— Passage shown —
VI. Made in New Zealand

VI. Made in New Zealand

The Witness review of the Bird of Paradise ends:

A meed of praise is due to the publishers of the book, Messrs S. N. Brown and Co., for the excellent manner in which they have performed their part of the work.1

The technical side of the origin of this book – printed and distributed perhaps exclusively in New Zealand – is a greater achievement than may be apparent to a modern reader. For longer works, published directly in book format, the local printer was at a considerable economic disadvantage. There were general obstacles associated with the newness of the industry (uncertainties of readership, distribution networks, materials, and so on); but also, particulars of the international book trade meant that the local printer faced stiff competition from American and British companies.

— Work instructions —
For each statement, say yes or no to whether the "Made in New Zealand" passage supports it, and quote the words of the passage that decide it. 1. The Witness review praises S. N. Brown and Co. for their part in the book. 2. For longer works published directly as books, the local printer held an economic advantage. 3. The local printer's main competitors were Australian companies.

— Information shown —

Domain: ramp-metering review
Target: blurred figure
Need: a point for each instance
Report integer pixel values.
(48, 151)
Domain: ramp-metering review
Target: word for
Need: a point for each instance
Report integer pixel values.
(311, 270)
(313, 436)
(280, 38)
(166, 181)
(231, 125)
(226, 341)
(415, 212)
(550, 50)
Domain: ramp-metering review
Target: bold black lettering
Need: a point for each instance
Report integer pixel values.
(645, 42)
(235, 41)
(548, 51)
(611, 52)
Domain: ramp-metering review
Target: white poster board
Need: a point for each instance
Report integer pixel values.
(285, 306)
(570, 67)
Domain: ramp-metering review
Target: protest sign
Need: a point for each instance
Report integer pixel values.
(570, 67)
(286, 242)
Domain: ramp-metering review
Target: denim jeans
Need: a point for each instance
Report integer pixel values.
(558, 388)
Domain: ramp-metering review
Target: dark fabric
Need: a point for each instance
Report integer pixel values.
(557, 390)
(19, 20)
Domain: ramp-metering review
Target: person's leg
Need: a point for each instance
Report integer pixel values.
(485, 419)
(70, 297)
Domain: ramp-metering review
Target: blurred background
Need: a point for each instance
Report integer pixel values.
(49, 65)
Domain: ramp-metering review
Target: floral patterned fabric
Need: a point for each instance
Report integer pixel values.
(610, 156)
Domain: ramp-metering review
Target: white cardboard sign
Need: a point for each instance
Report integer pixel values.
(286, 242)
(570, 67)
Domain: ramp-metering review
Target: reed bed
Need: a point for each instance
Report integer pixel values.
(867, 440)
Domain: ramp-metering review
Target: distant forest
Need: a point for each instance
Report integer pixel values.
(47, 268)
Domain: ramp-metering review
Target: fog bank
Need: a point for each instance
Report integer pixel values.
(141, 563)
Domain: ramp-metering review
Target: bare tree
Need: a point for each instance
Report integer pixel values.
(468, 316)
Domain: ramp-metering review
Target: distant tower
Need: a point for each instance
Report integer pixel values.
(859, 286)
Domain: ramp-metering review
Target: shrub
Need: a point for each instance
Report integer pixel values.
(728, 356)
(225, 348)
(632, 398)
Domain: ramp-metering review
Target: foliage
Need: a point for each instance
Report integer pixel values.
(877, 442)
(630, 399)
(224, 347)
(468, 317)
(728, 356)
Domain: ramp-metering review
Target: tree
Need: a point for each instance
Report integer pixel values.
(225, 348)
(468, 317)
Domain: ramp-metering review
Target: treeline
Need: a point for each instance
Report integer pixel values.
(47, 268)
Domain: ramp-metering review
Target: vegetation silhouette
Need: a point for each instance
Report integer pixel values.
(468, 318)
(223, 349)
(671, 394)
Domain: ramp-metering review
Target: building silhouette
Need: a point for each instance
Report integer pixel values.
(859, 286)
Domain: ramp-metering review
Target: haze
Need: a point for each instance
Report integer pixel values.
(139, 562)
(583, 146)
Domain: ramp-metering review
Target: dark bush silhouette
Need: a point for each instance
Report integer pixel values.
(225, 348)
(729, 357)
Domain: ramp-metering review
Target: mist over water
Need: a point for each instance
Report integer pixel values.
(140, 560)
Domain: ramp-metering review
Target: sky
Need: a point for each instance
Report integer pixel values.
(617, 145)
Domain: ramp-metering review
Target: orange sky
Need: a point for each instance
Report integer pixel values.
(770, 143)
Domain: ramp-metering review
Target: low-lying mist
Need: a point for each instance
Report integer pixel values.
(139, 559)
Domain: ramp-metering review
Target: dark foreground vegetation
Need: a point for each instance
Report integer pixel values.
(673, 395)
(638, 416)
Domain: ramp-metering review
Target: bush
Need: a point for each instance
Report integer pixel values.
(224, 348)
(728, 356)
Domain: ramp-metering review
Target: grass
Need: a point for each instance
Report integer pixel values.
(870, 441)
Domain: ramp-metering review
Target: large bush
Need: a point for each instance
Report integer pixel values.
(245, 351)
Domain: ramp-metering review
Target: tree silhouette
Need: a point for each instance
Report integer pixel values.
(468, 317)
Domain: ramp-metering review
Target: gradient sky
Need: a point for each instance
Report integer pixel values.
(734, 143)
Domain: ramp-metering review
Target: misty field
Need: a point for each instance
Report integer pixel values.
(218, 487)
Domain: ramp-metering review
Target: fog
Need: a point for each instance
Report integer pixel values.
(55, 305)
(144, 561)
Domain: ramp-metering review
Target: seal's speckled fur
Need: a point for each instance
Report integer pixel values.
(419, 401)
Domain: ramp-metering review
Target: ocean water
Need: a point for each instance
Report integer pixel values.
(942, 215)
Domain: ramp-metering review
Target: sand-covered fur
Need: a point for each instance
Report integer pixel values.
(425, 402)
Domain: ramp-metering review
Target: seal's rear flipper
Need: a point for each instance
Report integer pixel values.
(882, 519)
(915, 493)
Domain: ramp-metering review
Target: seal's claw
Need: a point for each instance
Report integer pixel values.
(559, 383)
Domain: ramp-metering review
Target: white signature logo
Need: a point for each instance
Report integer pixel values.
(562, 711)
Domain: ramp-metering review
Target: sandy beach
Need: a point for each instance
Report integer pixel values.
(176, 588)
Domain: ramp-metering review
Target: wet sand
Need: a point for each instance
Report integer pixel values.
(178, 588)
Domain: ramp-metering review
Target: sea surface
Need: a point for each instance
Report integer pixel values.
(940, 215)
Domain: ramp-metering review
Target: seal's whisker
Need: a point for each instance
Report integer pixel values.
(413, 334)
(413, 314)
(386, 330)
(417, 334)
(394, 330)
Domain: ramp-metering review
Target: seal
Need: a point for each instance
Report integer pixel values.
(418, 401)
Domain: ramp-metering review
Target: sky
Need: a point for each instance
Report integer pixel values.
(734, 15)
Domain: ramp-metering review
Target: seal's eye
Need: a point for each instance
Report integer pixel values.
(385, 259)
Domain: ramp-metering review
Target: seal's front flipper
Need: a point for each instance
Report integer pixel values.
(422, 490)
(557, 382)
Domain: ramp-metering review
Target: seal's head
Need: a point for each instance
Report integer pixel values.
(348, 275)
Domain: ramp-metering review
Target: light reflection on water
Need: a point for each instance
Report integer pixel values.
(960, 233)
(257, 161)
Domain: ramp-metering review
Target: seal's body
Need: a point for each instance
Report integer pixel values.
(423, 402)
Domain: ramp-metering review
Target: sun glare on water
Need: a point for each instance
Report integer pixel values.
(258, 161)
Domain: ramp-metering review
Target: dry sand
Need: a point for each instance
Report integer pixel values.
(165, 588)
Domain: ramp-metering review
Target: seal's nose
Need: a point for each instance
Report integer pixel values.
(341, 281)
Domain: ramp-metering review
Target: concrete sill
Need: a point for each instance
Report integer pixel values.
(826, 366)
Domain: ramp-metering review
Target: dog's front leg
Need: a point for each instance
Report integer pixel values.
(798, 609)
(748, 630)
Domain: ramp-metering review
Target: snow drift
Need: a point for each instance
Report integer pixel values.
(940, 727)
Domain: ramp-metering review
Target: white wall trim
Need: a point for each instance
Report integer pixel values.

— Reply to the exercise —
1. Yes: "A meed of praise is due to the publishers of the book, Messrs S. N. Brown and Co., for the excellent manner in which they have performed their part of the work."
2. No: "the local printer was at a considerable economic disadvantage."
3. No: "the local printer faced stiff competition from American and British companies."